— THE TASK —
Your task is to transcribe all of the data below exactly, omitting the images.
══ LISTED ENTRIES
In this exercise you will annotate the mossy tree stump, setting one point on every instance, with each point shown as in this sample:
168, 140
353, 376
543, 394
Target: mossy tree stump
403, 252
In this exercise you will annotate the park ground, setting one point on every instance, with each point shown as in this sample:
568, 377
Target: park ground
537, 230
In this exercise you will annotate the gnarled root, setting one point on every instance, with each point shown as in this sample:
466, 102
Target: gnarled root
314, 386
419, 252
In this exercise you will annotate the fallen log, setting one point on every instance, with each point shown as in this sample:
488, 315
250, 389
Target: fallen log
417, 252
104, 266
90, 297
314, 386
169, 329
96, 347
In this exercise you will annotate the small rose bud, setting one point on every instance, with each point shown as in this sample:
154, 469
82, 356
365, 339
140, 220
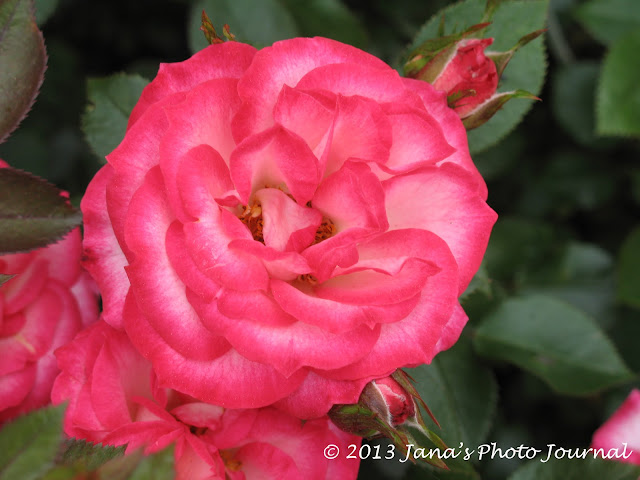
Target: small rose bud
386, 397
469, 74
387, 407
470, 77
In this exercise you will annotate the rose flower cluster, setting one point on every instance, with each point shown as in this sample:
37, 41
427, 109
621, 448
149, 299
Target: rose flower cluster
277, 229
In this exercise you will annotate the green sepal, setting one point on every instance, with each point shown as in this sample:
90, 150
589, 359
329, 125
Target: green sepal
435, 53
488, 109
361, 419
501, 59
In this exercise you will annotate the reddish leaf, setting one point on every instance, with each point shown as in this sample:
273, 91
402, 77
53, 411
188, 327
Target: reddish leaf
23, 59
33, 213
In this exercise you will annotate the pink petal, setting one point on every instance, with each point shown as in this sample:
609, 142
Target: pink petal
199, 414
352, 197
103, 257
444, 201
623, 427
265, 462
274, 158
415, 339
285, 63
287, 225
230, 380
349, 79
270, 336
132, 159
417, 140
14, 388
227, 60
304, 114
455, 134
158, 290
281, 265
25, 287
317, 394
332, 316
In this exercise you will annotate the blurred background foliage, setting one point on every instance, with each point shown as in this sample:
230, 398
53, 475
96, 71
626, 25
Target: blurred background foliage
564, 255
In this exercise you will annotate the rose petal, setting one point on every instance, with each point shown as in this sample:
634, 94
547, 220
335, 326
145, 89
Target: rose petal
════
— SOLUTION BELOW —
In this exercise you will annotate the mossy tree stump, setting one point on every instance, with each point shown as in this sample:
168, 140
353, 376
543, 394
Target: mossy tree stump
403, 252
In this exercise you will annotate the park ground, setting one point on every instance, with each point shown as in this sample:
568, 377
Target: park ground
537, 230
In this exercise you will annotate the gnarled root, setting one point on every instance, with each point shown as in this sample:
466, 102
Target: gnarled root
314, 386
419, 252
In this exercise you will annotate the fallen log, setting one point on every instance, with each point shown as in this sample:
488, 315
250, 389
Target: fallen log
417, 252
104, 266
90, 297
314, 386
169, 329
96, 347
In this exercise you will annotate the small rose bud, setting one point on every instance, with each point shown as in this sample:
154, 469
82, 356
365, 339
140, 220
Target: small rose bud
386, 397
469, 74
387, 407
470, 77
In this exercise you will annotate the rose flower cluster, setting one point on every instance, with each point shown as in this sample:
37, 41
427, 109
621, 448
149, 299
Target: rose flower cluster
277, 229
In this exercise you will annotate the green sepal, setting one point on every instance, with each point shown as in this sample:
90, 150
589, 359
329, 125
Target: green sepal
435, 53
488, 109
361, 419
501, 59
In this exercise you will annotate the reddish leaf, setting one point on every instance, with each point shown as in this sample:
273, 91
402, 77
53, 411
188, 327
Target: reddish leaf
23, 59
33, 213
In this exercise you will annotate the pink petal, setting one point on every instance, with each point shown as in this sample:
609, 142
Target: pink petal
199, 414
352, 197
103, 257
444, 201
623, 427
265, 462
274, 158
415, 339
285, 63
287, 225
230, 380
349, 79
270, 336
132, 159
417, 140
14, 388
227, 60
304, 114
455, 134
158, 290
281, 265
25, 287
317, 394
332, 316
In this exercise you will annotate the blurred background foliage, setting one point on every instance, with each point shown as in this sample:
230, 398
53, 475
96, 71
626, 25
Target: blurred background foliage
564, 255
In this exercise you will annotate the rose petal, setting one point on every instance, with each point shown as in this sample:
634, 94
547, 220
335, 326
145, 89
Target: rose petal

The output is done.